# Directive:
Extend the excerpt on managed pressure drilling chokes past its final sentence, keeping the same technical register.

This application claims priority to and the benefit of a US Provisional application having Ser. No. 62/262,907, filed Dec. 3, 2015 which is incorporated by reference herein.

BACKGROUND

This disclosure relates to the field of managed pressure wellbore drilling. More specifically, the disclosure relates to controllable orifice chokes used in managed pressure wellbore drilling.

Subterranean wellbore drilling methods include so called “managed pressure” drilling methods. Examples of such methods are described in U.S. Pat. No. 6,904,981 issued to van Riet, U.S. Pat. No. 7,185,719 issued to van Riet, and U.S. Pat. No. 7,350,597 issued to Reitsma. Managed pressure drilling methods and apparatus used to perform such methods may include a controllable orifice flow restriction or “choke” in a conduit from which fluid is discharged from a wellbore during certain drilling operations. Fluid may be pumped into the wellbore through a conduit such as a drill string that extends into the wellbore. Fluid may be returned to the surface by passing through an annular space between the wall of the wellbore and the conduit. In managed pressure drilling apparatus, the conduit may be closed to release of fluid using a device such as a rotating control device (RCD) which seals the annular space while enabling rotation and axial motion of the conduit. Fluid leaving the annular space may be discharged through an outlet line hydraulically connected below the RCD. The variable orifice choke may be disposed in the outlet line. By controlling a rate at which fluid is pumped into the wellbore through the conduit such as a drill string, and by selectively controlling the flow restriction provided by the choke in the outlet line, fluid pressure in the annular space may be controlled. Such fluid pressure control may provide, among other benefits, the ability to use lower density fluid for wellbore drilling operations than would otherwise be required if the annular space were not pressurized as a result of the flow restriction provided by the controllable orifice choke.

# Information supplied:
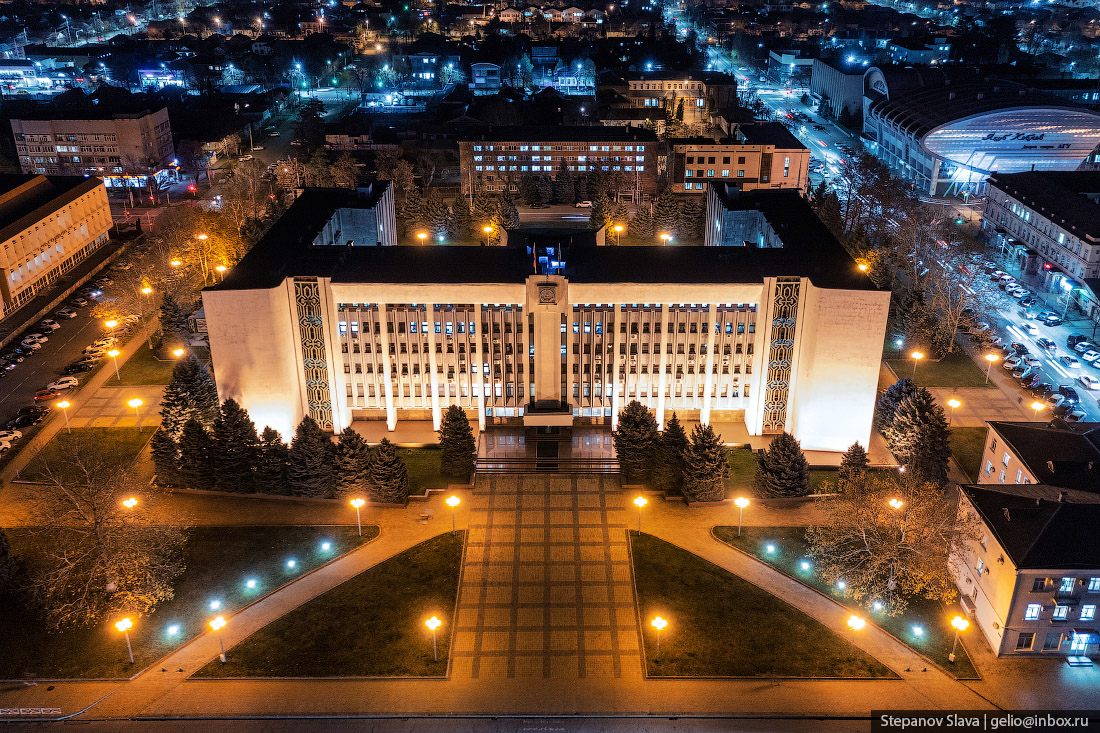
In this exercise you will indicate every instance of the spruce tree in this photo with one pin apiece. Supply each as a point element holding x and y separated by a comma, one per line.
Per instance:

# Output of the exercise:
In certain types of marine drilling methods, a pipe or casing is disposed in a portion of a wellbore that begins at the bottom of a body of water. The casing extends to a selected depth in the wellbore, whereupon drilling of the wellbore may continue. A wellbore pressure control apparatus such as a blowout preventer (BOP) may be coupled to the top of the casing, just above the water bottom. A conduit called a “riser” may extend from the BOP to a drilling platform above the water surface. Using managed pressure drilling methods and apparatus such as the examples provided in the above listed U.S. patents may require the use of an RCD proximate the BOP at the base of the riser, or may require an RCD proximate the top of the riser. Other equipment associated with the managed pressure drilling apparatus may be similar to that used where no riser is required.

BRIEF DESCRIPTION OF THE DRAWINGS

FIG. 1 shows an example embodiment of drilling a well below the bottom of a body of water using a riser to connect a wellhead to a drilling platform on the water surface. The riser includes an example embodiment of a choke according to the present disclosure.

FIGS. 2 and 3 show placement of a choke according to FIG. 1 at different longitudinal positions along the riser.

FIG. 4 shows an example embodiment of connection of a choke as in FIG. 1 to a control unit disposed on the drilling platform.

FIGS. 5 through 7 show various views of an example embodiment of a choke according to the present disclosure.

FIGS. 8 and 9 show, respectively, a cross-section of a choke according to the present disclosure in its fully opened position and in an at least partially closed position, respectively.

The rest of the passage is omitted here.